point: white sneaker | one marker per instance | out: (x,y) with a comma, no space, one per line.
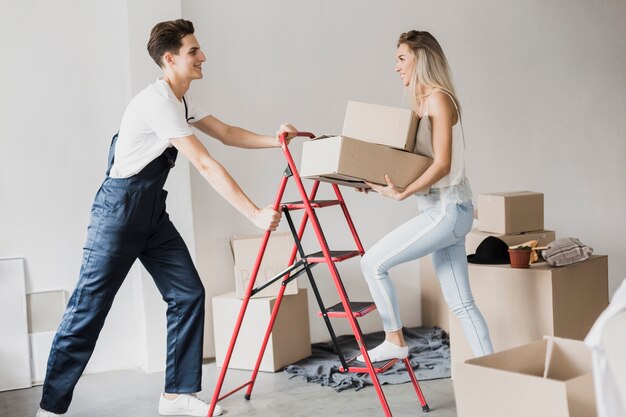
(43,413)
(186,405)
(386,351)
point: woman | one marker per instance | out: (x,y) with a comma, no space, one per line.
(446,211)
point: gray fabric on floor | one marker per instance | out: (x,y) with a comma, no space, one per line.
(429,355)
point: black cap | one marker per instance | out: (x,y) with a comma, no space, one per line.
(490,251)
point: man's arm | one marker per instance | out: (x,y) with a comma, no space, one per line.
(217,176)
(239,137)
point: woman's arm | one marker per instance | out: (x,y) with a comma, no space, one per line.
(239,137)
(217,176)
(442,114)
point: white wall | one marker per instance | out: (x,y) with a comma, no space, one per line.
(63,93)
(74,67)
(541,85)
(542,80)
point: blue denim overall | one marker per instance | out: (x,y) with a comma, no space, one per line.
(129,221)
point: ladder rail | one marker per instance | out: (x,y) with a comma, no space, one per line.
(309,214)
(356,329)
(244,304)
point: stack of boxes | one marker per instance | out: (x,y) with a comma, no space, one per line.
(527,375)
(524,305)
(375,140)
(290,340)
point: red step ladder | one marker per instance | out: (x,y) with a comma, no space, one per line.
(345,309)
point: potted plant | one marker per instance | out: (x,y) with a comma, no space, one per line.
(520,256)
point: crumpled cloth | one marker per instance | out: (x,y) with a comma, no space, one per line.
(429,355)
(566,251)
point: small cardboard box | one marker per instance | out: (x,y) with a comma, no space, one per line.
(384,125)
(245,250)
(350,161)
(290,340)
(546,378)
(435,311)
(510,212)
(523,305)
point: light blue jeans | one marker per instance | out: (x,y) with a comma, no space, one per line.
(439,231)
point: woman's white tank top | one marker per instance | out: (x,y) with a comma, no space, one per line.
(424,146)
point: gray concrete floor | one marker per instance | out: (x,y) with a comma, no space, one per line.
(133,393)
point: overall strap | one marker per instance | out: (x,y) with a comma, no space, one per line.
(111,158)
(186,112)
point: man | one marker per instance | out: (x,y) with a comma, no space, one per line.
(129,221)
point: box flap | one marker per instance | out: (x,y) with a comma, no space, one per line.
(486,392)
(581,398)
(528,359)
(384,125)
(567,359)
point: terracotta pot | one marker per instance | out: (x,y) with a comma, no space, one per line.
(520,258)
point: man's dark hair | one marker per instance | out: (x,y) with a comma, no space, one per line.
(167,37)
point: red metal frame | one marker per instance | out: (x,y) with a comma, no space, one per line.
(307,204)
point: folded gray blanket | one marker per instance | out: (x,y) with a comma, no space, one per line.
(429,355)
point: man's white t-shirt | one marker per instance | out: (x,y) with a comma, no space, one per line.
(151,120)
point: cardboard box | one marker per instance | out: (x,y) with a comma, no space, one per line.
(523,305)
(290,340)
(435,311)
(383,125)
(475,237)
(351,161)
(614,344)
(245,250)
(546,378)
(510,212)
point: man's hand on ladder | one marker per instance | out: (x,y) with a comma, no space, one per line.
(267,218)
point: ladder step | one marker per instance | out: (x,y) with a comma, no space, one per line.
(379,367)
(299,205)
(335,256)
(359,309)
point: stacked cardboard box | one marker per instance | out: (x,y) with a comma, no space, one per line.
(435,311)
(245,250)
(289,341)
(375,140)
(523,305)
(546,378)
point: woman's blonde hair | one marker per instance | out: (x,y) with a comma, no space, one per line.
(431,66)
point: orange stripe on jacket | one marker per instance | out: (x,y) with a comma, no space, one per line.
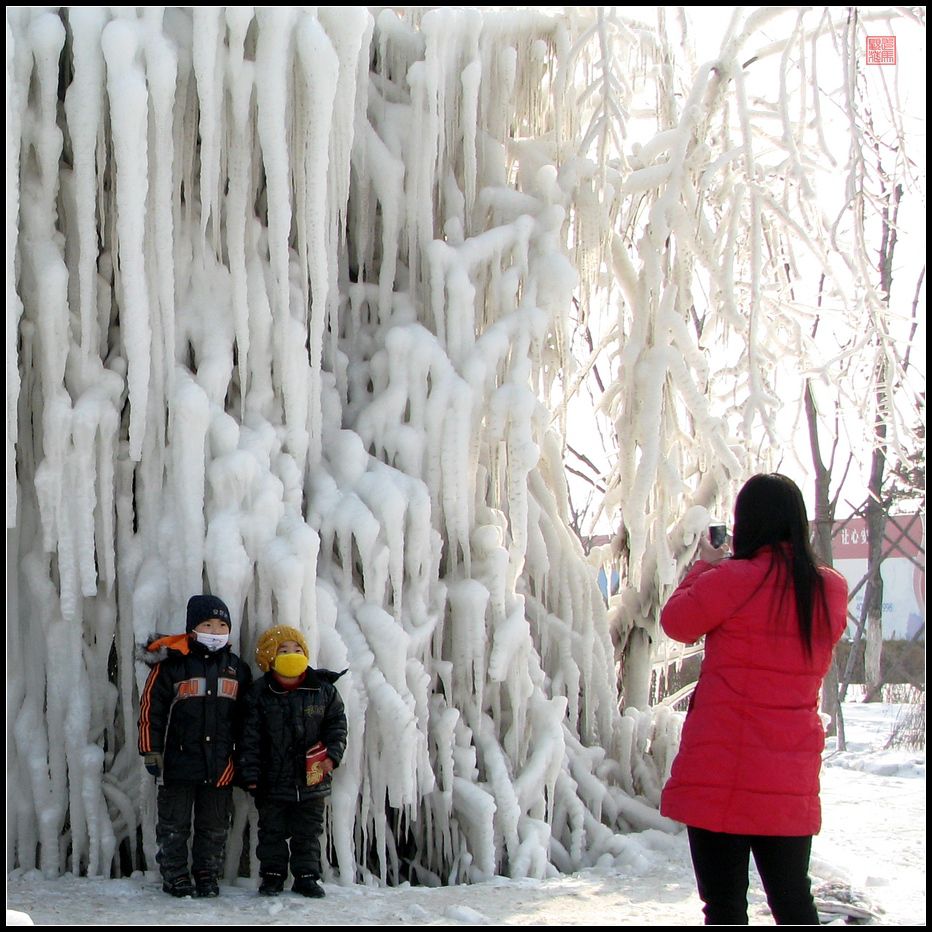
(145,706)
(227,776)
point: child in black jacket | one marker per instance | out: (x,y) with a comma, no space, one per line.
(190,717)
(291,713)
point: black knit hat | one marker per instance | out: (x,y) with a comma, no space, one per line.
(203,608)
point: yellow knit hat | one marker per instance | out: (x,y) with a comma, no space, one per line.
(269,642)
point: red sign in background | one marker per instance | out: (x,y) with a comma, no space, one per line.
(903,538)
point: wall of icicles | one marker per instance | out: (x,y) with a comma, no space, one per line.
(283,299)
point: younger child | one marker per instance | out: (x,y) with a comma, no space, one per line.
(289,711)
(189,719)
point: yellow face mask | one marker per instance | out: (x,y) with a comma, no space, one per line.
(290,664)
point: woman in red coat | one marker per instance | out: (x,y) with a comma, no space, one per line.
(746,778)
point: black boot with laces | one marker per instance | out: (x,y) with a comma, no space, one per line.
(205,885)
(272,884)
(178,886)
(307,885)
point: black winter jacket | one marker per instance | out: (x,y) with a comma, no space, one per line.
(281,725)
(191,710)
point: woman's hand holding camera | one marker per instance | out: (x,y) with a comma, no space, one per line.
(708,551)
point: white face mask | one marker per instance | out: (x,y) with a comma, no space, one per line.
(213,642)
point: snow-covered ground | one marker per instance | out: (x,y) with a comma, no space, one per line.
(873,840)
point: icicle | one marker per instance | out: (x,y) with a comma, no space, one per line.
(129,110)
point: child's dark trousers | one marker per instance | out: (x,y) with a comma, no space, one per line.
(212,806)
(280,821)
(721,863)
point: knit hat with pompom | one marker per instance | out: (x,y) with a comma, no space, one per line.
(271,640)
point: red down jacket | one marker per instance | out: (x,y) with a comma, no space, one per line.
(751,746)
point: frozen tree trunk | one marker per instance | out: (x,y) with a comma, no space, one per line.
(873,590)
(823,522)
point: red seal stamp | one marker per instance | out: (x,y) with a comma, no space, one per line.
(881,50)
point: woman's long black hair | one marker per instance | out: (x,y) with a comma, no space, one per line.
(769,512)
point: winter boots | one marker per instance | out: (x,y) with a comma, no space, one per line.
(272,884)
(178,886)
(307,885)
(205,884)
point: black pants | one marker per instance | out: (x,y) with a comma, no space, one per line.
(212,806)
(281,821)
(721,864)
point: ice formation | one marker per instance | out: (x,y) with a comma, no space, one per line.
(284,293)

§ Task statement
Starting at the line with "point: frozen tree", copy every line up to and including the last one in the entries above.

§ Completed task
point: frozen tree trunk | one marker per instance | out: (x,y) with a comma, no space, one per line.
(873,590)
(823,522)
point: red seal stamp | one marker per instance | out: (x,y) with a comma, no space, one per line.
(881,50)
point: woman's long black hair | one marker per instance | out: (x,y) with a comma, no space, one per line.
(769,512)
point: winter boots | one marker per instance | out: (x,y) with a comma, no space, one per line.
(272,884)
(178,886)
(307,885)
(205,884)
point: black pants | one marker per instance | out: (x,y) with a comma, no space, one per line.
(212,806)
(281,821)
(721,864)
point: ice formation | one marker per instance | out: (x,y) with a comma, no space, one per line.
(284,293)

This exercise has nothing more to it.